(Article):
- - -
[libcamera-devel] libcamera: base: thread: Prevent messages to thread without an event loop
diff mbox series

Message ID 20220627164612.12049-1-laurent.pinchart@ideasonboard.com
State Changes Requested
Headers show
Series
  • [libcamera-devel] libcamera: base: thread: Prevent messages to thread without an event loop
Related show

Commit Message

Laurent Pinchart June 27, 2022, 4:46 p.m. UTC
A message posted to an object bound to a thread without an event loop
will never get delivered. This indicates a bug in the caller, and
materializes in ways that can be hard to debug, such as a signal never
being delivered. Add an assertion in Thread::postMessage() to catch this
at the source.

Signed-off-by: Laurent Pinchart <laurent.pinchart@ideasonboard.com>
---
 src/libcamera/base/thread.cpp | 1 +
 1 file changed, 1 insertion(+)


base-commit: 27cc0a6b58bcca32071cb6ab96e5ee79c75031e5

Comments

Tomi Valkeinen June 28, 2022, 8:09 a.m. UTC | #1
On 27/06/2022 19:46, Laurent Pinchart wrote:
> A message posted to an object bound to a thread without an event loop
> will never get delivered. This indicates a bug in the caller, and
> materializes in ways that can be hard to debug, such as a signal never
> being delivered. Add an assertion in Thread::postMessage() to catch this
> at the source.
> 
> Signed-off-by: Laurent Pinchart <laurent.pinchart@ideasonboard.com>
> ---
>   src/libcamera/base/thread.cpp | 1 +
>   1 file changed, 1 insertion(+)
> 
> diff --git a/src/libcamera/base/thread.cpp b/src/libcamera/base/thread.cpp
> index 6bda9d1462f5..6ead1d7c12d0 100644
> --- a/src/libcamera/base/thread.cpp
> +++ b/src/libcamera/base/thread.cpp
> @@ -530,6 +530,7 @@ void Thread::postMessage(std::unique_ptr<Message> msg, Object *receiver)
>   	msg->receiver_ = receiver;
>   
>   	ASSERT(data_ == receiver->thread()->data_);
> +	ASSERT(data_ != mainThread.data_);
>   
>   	MutexLocker locker(data_->messages_.mutex_);
>   	data_->messages_.list_.push_back(std::move(msg));
> 
> base-commit: 27cc0a6b58bcca32071cb6ab96e5ee79c75031e5

So what was the issue with the code I had? The problem is that 
CameraManager is a libcamera Object, and was associated with the main 
thread...? And a PyCameraManager which doesn't inherit CameraManager is 
not an Object and not associated with any thread, so it works?

  Tomi
Laurent Pinchart June 28, 2022, 9:46 a.m. UTC | #2
On Tue, Jun 28, 2022 at 11:09:21AM +0300, Tomi Valkeinen wrote:
> On 27/06/2022 19:46, Laurent Pinchart wrote:
> > A message posted to an object bound to a thread without an event loop
> > will never get delivered. This indicates a bug in the caller, and
> > materializes in ways that can be hard to debug, such as a signal never
> > being delivered. Add an assertion in Thread::postMessage() to catch this
> > at the source.
- - -
[Part of a data file]
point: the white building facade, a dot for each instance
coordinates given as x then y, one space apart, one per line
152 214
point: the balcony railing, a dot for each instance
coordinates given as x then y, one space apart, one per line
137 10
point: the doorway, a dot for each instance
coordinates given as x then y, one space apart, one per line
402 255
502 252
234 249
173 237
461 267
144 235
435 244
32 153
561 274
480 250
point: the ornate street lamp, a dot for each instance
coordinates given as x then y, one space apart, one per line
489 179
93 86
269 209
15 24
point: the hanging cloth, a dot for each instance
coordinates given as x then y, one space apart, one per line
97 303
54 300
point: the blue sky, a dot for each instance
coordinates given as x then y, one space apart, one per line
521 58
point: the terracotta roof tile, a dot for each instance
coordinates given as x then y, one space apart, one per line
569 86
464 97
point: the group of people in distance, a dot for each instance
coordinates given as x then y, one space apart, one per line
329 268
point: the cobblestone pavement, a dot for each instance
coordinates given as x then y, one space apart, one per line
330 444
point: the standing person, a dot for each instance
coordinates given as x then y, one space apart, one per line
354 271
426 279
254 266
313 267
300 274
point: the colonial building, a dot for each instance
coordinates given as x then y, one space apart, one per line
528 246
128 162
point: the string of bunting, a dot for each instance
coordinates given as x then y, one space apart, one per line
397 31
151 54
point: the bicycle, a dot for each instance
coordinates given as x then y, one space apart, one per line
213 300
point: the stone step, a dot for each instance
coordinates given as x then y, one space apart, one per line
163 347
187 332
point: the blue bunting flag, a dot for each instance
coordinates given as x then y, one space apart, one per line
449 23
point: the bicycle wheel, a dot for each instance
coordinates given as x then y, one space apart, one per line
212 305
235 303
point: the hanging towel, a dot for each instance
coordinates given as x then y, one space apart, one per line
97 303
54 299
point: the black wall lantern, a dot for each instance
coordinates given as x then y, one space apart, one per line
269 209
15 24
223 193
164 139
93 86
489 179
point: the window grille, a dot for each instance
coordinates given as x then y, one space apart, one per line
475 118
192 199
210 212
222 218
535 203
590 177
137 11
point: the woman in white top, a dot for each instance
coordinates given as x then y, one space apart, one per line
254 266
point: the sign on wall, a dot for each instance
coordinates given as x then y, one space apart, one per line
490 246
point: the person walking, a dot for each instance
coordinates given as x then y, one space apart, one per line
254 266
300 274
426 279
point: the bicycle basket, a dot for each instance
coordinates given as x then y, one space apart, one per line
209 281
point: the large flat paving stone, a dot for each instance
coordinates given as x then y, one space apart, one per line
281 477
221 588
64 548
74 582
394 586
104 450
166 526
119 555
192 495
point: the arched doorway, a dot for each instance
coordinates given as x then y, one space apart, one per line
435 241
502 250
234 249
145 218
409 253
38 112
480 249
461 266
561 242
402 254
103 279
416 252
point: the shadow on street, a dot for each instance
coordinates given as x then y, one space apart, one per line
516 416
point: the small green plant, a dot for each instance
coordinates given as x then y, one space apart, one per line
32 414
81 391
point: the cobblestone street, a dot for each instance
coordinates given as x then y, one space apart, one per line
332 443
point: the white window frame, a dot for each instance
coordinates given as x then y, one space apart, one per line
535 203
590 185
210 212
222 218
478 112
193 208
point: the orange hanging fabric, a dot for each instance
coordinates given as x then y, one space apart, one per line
- - -
(Problems to work on):
a. In the libcamera patch thread, how would you put this sentence into Spanish: "A message posted to an object bound to a thread without an event loop will never get delivered."
b. According to the libcamera patch thread, in which function is the new assertion added?

(Task responses):
a. Un mensaje enviado a un objeto vinculado a un hilo sin bucle de eventos nunca será entregado.

b. Thread::postMessage()